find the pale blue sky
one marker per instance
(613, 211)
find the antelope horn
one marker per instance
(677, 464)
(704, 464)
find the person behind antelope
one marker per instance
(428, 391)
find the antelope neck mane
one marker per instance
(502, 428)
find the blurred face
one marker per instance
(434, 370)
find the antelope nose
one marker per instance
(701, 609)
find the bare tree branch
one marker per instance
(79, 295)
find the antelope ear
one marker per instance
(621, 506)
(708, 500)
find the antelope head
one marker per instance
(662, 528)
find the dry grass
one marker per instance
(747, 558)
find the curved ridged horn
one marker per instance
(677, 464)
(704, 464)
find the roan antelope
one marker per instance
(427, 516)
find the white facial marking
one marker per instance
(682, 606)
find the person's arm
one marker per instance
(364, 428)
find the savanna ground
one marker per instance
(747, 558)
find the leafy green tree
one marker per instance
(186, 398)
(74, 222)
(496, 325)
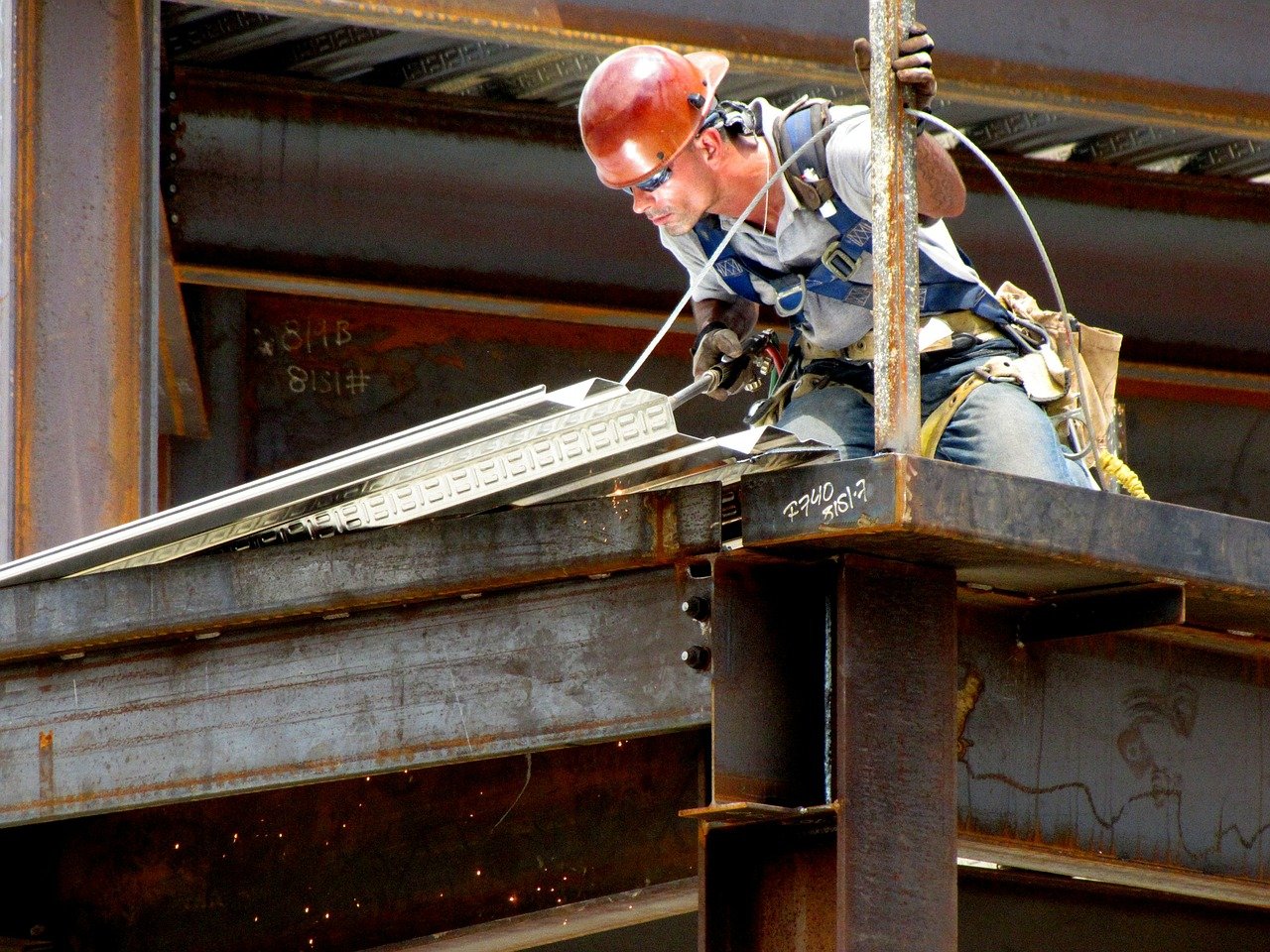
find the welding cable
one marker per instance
(726, 240)
(1086, 417)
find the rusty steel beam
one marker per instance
(1119, 186)
(566, 921)
(1123, 758)
(1016, 535)
(1035, 54)
(348, 694)
(894, 693)
(80, 185)
(391, 857)
(893, 179)
(418, 562)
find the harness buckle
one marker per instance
(790, 296)
(838, 262)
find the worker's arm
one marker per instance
(721, 325)
(940, 189)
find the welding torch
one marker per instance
(762, 345)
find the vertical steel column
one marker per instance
(894, 238)
(77, 326)
(894, 754)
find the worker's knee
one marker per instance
(837, 416)
(998, 428)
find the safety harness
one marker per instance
(834, 275)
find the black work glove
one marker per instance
(712, 344)
(913, 68)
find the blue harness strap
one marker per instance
(830, 277)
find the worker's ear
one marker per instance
(710, 146)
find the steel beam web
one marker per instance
(894, 238)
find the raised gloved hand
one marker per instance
(715, 341)
(912, 67)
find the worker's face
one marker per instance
(679, 202)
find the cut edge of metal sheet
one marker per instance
(211, 512)
(712, 460)
(563, 923)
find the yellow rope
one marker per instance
(1116, 468)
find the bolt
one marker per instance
(697, 607)
(698, 657)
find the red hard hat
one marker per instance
(642, 107)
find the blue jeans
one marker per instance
(997, 426)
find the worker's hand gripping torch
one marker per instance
(758, 352)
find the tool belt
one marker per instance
(851, 366)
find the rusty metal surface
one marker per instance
(1182, 45)
(411, 563)
(1017, 535)
(770, 649)
(1118, 748)
(82, 302)
(368, 861)
(894, 724)
(893, 180)
(241, 173)
(182, 412)
(377, 690)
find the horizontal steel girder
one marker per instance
(343, 169)
(1017, 535)
(358, 571)
(1184, 67)
(385, 689)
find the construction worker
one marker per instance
(652, 126)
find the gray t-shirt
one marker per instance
(802, 236)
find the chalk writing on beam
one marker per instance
(347, 382)
(826, 502)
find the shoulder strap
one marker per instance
(808, 177)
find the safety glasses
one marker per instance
(652, 182)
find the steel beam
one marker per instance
(1115, 757)
(341, 168)
(80, 313)
(1051, 56)
(529, 846)
(412, 563)
(893, 179)
(377, 690)
(564, 923)
(894, 726)
(1017, 535)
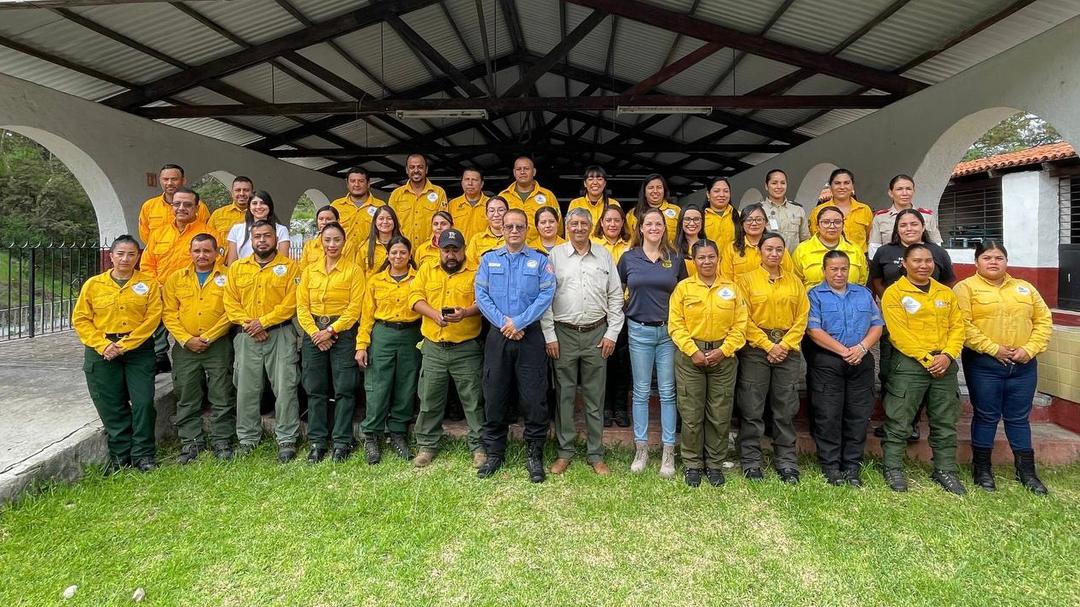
────────────────────
* Given request *
Reproduce the entries above word for word, starting with the first line and going on through the line with "(1086, 417)". Leave the pictures out of your copy.

* Exercise response *
find the pale blue sky
one marker per instance
(613, 211)
find the antelope horn
one marker per instance
(677, 464)
(704, 464)
find the person behind antelope
one marker per instance
(428, 391)
find the antelope neck mane
one marker per instance
(502, 428)
find the blurred face
one marker per instance
(434, 370)
find the antelope nose
one marker per instance
(701, 609)
find the bare tree branch
one marker per instance
(79, 295)
find the antelope ear
one marker per instance
(621, 506)
(708, 500)
find the antelope head
one marker per instance
(662, 528)
find the dry grass
one marker per instance
(747, 558)
find the curved ridged horn
one marker per instance
(677, 464)
(704, 464)
find the roan antelope
one marker per instance
(427, 516)
find the white facial marking
one marker per instance
(682, 606)
find the person's arm
one marker per instance
(364, 428)
find the savanna ground
one marker per instance
(747, 558)
find the leafy green tree
one marker per instance
(186, 398)
(74, 222)
(496, 325)
find the welding cable
one marker per instance
(726, 240)
(1086, 417)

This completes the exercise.